[Work to complete] Reproduce every entry exactly, without alteration.

[Coordinate labeling data]
++++++++++++++++++++

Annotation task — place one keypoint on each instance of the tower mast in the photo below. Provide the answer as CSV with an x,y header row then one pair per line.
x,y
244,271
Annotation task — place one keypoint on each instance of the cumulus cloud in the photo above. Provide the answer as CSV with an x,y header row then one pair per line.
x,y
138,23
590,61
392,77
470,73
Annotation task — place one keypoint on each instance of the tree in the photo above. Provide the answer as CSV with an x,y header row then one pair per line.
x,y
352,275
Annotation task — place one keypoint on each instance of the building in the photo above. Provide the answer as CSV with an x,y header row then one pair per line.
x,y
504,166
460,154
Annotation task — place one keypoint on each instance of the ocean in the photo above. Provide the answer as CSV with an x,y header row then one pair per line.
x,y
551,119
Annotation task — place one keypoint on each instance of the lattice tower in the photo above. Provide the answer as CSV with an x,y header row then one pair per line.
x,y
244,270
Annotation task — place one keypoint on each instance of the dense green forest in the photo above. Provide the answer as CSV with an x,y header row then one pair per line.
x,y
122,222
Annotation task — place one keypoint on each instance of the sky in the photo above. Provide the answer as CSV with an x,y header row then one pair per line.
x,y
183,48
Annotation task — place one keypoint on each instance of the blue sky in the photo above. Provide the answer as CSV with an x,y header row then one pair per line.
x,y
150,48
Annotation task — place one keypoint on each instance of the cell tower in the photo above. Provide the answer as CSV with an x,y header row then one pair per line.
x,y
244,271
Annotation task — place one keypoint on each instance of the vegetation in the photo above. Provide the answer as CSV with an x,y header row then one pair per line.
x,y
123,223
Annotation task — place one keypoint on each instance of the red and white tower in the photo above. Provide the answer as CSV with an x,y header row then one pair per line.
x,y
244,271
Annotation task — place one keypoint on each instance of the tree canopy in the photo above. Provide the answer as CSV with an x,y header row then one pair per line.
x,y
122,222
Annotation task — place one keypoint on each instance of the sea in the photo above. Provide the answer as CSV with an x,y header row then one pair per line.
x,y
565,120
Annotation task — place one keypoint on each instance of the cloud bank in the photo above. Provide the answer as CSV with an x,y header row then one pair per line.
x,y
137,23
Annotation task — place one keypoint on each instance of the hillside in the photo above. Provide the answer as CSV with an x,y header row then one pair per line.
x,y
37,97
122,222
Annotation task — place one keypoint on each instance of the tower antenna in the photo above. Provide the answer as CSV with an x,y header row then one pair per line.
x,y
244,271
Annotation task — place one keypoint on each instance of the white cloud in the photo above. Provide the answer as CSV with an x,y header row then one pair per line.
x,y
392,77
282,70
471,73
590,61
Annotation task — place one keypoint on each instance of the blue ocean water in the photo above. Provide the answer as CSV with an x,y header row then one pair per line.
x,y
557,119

++++++++++++++++++++

[Response to this exercise]
Annotation task — place one keypoint on each instance of the tower mast in the photo below. Provide the answer as CSV with an x,y header row then one pair per line.
x,y
244,271
Annotation task — place one keypoint on each instance of the cumulus cloud in the photo above. Provide the answer as CSV with an x,y header row then one pair per line.
x,y
138,23
590,61
392,77
470,73
Annotation task — place one keypoint on each instance of the tree in the photo above. Provide the answer as CSV with an x,y header row then one pair per line.
x,y
352,275
Annotation task — place one keypoint on each instance of the building in the photo above. Provide the answer as CSV with an x,y header row then one pair per line.
x,y
504,166
460,154
Annotation task — place one keypoint on each instance of the ocean in the photo above. Provide the answer as CSV with an x,y header row then one pair per line.
x,y
551,119
Annotation task — place one keypoint on each instance of the lattice tower in the photo above. Provide the answer as CSV with an x,y header row then one pair per line.
x,y
244,270
Annotation task — place one keypoint on each instance of the dense green forest in the photo above. Provide the answer as CSV with an x,y header row then one pair per line.
x,y
122,222
Annotation task — place one keypoint on each instance of the sky in the photo above. Provide the answer as CSV with an x,y header row then one pair per line.
x,y
183,48
Annotation task — place one keypoint on each instance of the blue sky in the photo above. Provide the answer as CSV with an x,y header row then one pair per line.
x,y
150,48
Annotation task — place one keypoint on each instance of the cell tower in the photo above. Provide the answer as CSV with an x,y header row then one pair per line.
x,y
244,271
Annotation task — place one keypoint on each instance of the vegetation in the photo above. Provide the answer as CSV with an x,y header row then one pair per line.
x,y
123,223
Annotation task — place one keypoint on each instance of the red and white tower in the photo above. Provide the answer as CSV with an x,y header row then one pair per line.
x,y
244,271
Annotation task — place one keypoint on each instance of the tree canopy in the photo above. Provide the answer as CSV with an x,y header row then one pair per line.
x,y
122,222
Annotation task — place one keypoint on each instance of the sea in the photo above. Provide the answer as CSV with an x,y header row then one pair per line.
x,y
565,120
Annotation task — place one keypoint on each instance of the cloud bank in the photo above. Provide the answer as CSV with an x,y header row then one pair per line.
x,y
137,23
Annotation task — place one keypoint on each instance of the hillside in the photo above. Provide the answer as CSV with an x,y header row then one pair per line.
x,y
37,97
122,222
Annotation task — place one keypoint on each instance of the tower antenna in the photo above. Provide the answer as CSV with an x,y header row then one pair per line.
x,y
244,271
Annotation task — place one keypoint on each instance of the white cloud in the photo above. Provide the answer as CSV with an x,y header row then one pair per line.
x,y
392,77
282,70
471,73
590,61
Annotation task — place one keypoint on each instance of the blue ocean water in the photo above. Provide the answer as CSV with an x,y header row then one pair per line.
x,y
557,119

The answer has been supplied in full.